- **作業項目**
下記のリストを、一字一句変えずにそのまま書き写してください。

- **入力データ**
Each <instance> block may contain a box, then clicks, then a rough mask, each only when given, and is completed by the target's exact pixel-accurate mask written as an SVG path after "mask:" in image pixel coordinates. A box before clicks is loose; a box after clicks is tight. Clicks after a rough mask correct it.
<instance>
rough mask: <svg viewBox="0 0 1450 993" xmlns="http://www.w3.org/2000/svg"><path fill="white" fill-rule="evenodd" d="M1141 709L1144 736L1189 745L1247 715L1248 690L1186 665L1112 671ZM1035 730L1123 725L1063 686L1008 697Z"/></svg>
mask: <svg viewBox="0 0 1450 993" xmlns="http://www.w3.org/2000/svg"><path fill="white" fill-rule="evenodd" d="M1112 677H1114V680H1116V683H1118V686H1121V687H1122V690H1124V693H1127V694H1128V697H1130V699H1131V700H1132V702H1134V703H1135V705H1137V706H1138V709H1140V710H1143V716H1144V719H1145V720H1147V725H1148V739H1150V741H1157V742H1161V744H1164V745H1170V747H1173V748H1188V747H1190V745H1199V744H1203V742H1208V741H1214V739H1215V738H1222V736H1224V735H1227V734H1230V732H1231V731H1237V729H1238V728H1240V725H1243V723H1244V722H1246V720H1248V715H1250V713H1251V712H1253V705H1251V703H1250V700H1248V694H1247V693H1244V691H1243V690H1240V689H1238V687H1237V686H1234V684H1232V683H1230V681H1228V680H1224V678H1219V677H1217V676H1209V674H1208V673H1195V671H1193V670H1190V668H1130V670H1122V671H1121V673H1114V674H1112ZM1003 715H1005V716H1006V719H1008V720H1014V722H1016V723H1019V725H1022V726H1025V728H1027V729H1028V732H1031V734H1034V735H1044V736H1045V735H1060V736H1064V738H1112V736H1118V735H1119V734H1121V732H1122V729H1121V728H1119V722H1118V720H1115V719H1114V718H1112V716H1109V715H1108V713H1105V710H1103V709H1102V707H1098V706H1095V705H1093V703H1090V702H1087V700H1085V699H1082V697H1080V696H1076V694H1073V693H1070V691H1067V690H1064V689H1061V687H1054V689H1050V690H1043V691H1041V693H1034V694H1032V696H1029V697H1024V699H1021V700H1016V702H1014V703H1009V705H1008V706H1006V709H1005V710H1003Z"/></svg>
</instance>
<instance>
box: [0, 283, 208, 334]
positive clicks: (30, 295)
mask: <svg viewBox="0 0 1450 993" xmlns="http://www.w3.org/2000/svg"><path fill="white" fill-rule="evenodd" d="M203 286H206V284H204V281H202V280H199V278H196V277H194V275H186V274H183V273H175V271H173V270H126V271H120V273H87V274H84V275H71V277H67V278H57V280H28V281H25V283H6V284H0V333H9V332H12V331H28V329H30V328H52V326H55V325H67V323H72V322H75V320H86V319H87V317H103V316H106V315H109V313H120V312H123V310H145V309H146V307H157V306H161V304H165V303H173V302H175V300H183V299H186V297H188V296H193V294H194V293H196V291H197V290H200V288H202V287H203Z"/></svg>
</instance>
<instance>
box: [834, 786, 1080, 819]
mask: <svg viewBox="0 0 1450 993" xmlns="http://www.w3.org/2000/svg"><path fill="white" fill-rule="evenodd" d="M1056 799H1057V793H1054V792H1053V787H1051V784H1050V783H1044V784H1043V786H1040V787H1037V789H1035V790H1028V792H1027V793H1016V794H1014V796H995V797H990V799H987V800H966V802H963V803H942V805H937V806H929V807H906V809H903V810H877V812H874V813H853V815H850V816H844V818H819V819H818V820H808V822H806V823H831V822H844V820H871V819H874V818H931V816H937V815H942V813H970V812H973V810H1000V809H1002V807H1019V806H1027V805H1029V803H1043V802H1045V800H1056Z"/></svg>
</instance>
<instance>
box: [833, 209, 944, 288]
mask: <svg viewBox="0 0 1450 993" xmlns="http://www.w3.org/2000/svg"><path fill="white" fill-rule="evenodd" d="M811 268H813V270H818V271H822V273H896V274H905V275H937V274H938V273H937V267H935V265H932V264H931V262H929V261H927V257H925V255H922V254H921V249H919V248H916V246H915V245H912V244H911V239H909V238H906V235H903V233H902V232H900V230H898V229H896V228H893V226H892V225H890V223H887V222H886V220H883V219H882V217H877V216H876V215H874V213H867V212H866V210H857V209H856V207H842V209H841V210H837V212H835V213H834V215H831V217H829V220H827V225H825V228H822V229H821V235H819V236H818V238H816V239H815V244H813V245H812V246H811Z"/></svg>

- **出力結果**
Each <instance> block may contain a box, then clicks, then a rough mask, each only when given, and is completed by the target's exact pixel-accurate mask written as an SVG path after "mask:" in image pixel coordinates. A box before clicks is loose; a box after clicks is tight. Clicks after a rough mask correct it.
<instance>
rough mask: <svg viewBox="0 0 1450 993" xmlns="http://www.w3.org/2000/svg"><path fill="white" fill-rule="evenodd" d="M1141 709L1144 736L1189 745L1247 715L1248 690L1186 665L1112 671ZM1035 730L1123 725L1063 686L1008 697Z"/></svg>
mask: <svg viewBox="0 0 1450 993" xmlns="http://www.w3.org/2000/svg"><path fill="white" fill-rule="evenodd" d="M1112 677H1114V680H1116V683H1118V686H1121V687H1122V690H1124V693H1127V694H1128V697H1130V699H1131V700H1132V702H1134V703H1135V705H1137V706H1138V709H1140V710H1143V716H1144V719H1145V720H1147V725H1148V739H1150V741H1157V742H1161V744H1164V745H1170V747H1173V748H1188V747H1190V745H1199V744H1203V742H1208V741H1214V739H1215V738H1222V736H1224V735H1227V734H1230V732H1231V731H1237V729H1238V728H1240V725H1243V723H1244V722H1246V720H1248V715H1250V713H1251V712H1253V705H1251V703H1250V700H1248V694H1247V693H1244V691H1243V690H1240V689H1238V687H1237V686H1234V684H1232V683H1230V681H1228V680H1224V678H1219V677H1217V676H1209V674H1208V673H1195V671H1193V670H1190V668H1130V670H1122V671H1121V673H1114V674H1112ZM1003 715H1005V716H1006V719H1008V720H1014V722H1016V723H1019V725H1022V726H1025V728H1027V729H1028V732H1031V734H1034V735H1044V736H1045V735H1060V736H1064V738H1112V736H1118V735H1119V734H1121V732H1122V729H1121V728H1119V722H1118V720H1115V719H1114V718H1112V716H1109V715H1108V713H1105V710H1103V709H1102V707H1098V706H1095V705H1093V703H1090V702H1087V700H1085V699H1082V697H1080V696H1076V694H1073V693H1070V691H1067V690H1064V689H1061V687H1054V689H1050V690H1043V691H1041V693H1034V694H1032V696H1029V697H1024V699H1021V700H1016V702H1014V703H1009V705H1008V706H1006V709H1005V710H1003Z"/></svg>
</instance>
<instance>
box: [0, 283, 208, 334]
positive clicks: (30, 295)
mask: <svg viewBox="0 0 1450 993" xmlns="http://www.w3.org/2000/svg"><path fill="white" fill-rule="evenodd" d="M203 286H206V284H204V281H202V280H199V278H196V277H194V275H186V274H183V273H175V271H173V270H126V271H120V273H87V274H84V275H71V277H67V278H57V280H28V281H25V283H6V284H0V333H9V332H12V331H28V329H30V328H52V326H55V325H67V323H72V322H75V320H86V319H87V317H103V316H106V315H109V313H120V312H123V310H145V309H146V307H157V306H161V304H165V303H173V302H175V300H183V299H186V297H188V296H193V294H194V293H196V291H197V290H200V288H202V287H203Z"/></svg>
</instance>
<instance>
box: [834, 786, 1080, 819]
mask: <svg viewBox="0 0 1450 993" xmlns="http://www.w3.org/2000/svg"><path fill="white" fill-rule="evenodd" d="M1056 799H1057V793H1054V792H1053V787H1051V784H1050V783H1044V784H1043V786H1040V787H1037V789H1035V790H1028V792H1027V793H1016V794H1014V796H995V797H990V799H987V800H966V802H963V803H942V805H937V806H929V807H906V809H903V810H877V812H874V813H853V815H850V816H844V818H819V819H818V820H808V822H806V823H831V822H844V820H871V819H874V818H931V816H937V815H942V813H970V812H973V810H1000V809H1002V807H1019V806H1027V805H1029V803H1043V802H1045V800H1056Z"/></svg>
</instance>
<instance>
box: [833, 209, 944, 288]
mask: <svg viewBox="0 0 1450 993" xmlns="http://www.w3.org/2000/svg"><path fill="white" fill-rule="evenodd" d="M811 268H813V270H818V271H822V273H896V274H905V275H937V274H938V273H937V267H935V265H932V264H931V262H929V261H927V257H925V255H922V254H921V249H919V248H916V246H915V245H912V244H911V239H909V238H906V235H903V233H902V232H900V230H898V229H896V228H893V226H892V225H890V223H887V222H886V220H883V219H882V217H877V216H876V215H874V213H867V212H866V210H857V209H856V207H842V209H841V210H837V212H835V213H834V215H831V217H829V220H827V225H825V228H822V229H821V235H819V236H818V238H816V239H815V244H813V245H812V246H811Z"/></svg>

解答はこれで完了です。